[EXERCISE BRIEF]
In the records below, write out everything from the line containing "Expected: for the transmission" down to the end of the records, inclusive, with no changes.

[ITEMS]
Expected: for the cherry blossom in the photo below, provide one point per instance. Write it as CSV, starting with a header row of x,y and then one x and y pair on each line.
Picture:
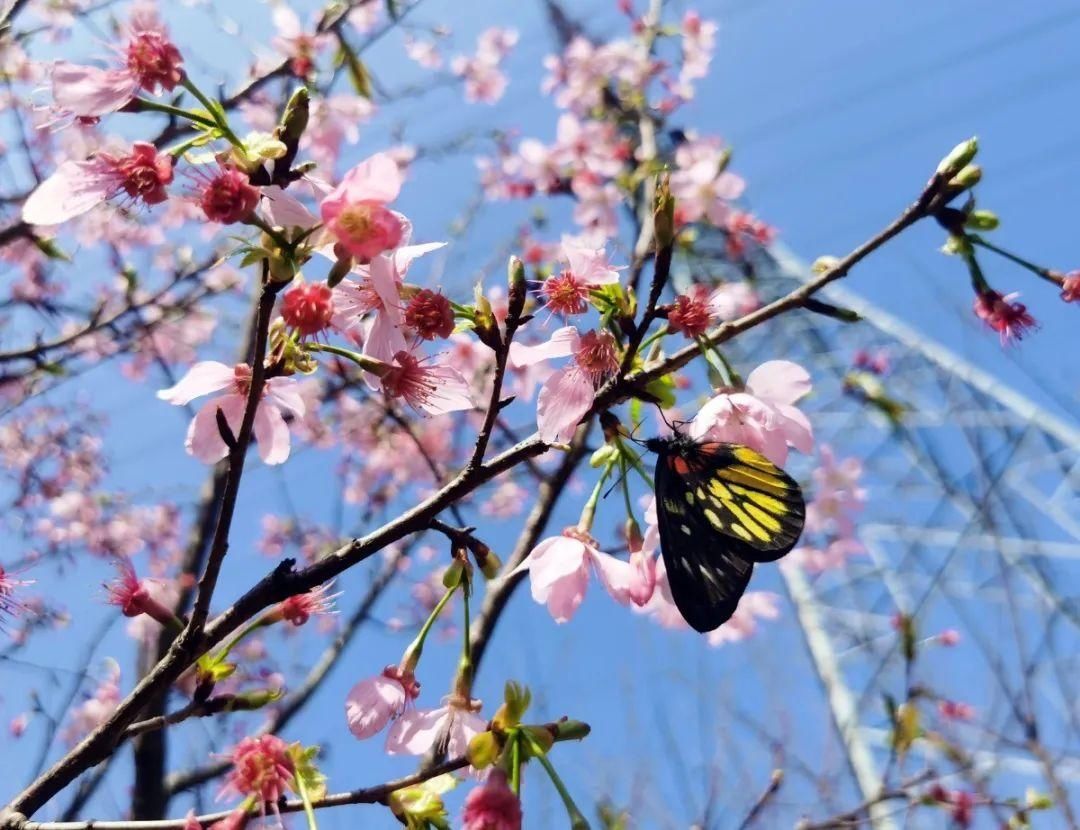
x,y
1070,287
77,187
300,608
308,308
1004,315
355,212
261,766
558,573
837,494
703,190
416,731
753,606
493,805
10,604
567,394
226,195
761,416
568,291
429,315
129,594
204,439
426,385
485,82
374,702
96,709
151,62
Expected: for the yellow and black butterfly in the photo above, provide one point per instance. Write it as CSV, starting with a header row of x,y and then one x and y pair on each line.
x,y
720,507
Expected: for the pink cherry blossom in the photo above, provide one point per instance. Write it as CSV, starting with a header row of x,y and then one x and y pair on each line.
x,y
374,702
423,52
753,606
94,711
763,416
427,386
77,187
586,270
429,315
355,212
558,573
567,394
955,710
699,39
485,82
261,766
292,41
593,146
204,439
151,62
1070,287
493,805
837,494
10,604
1004,315
226,194
129,594
416,731
703,190
300,608
308,308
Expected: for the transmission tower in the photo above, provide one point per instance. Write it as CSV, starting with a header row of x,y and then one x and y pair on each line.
x,y
973,522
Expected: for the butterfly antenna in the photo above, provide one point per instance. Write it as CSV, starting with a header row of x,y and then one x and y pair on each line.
x,y
618,481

[RESULT OF THIS EXERCISE]
Expected: for the transmission tower in the photo above, provide one point per instance. Write it as CSV, starting with a header row of x,y and then one x and y pair on each line.
x,y
973,522
Expected: for the butterfly antenna in the photo above, provide one point per instance. Write it as CSV, starting with a header row of x,y and then one x and y pair on each line.
x,y
618,481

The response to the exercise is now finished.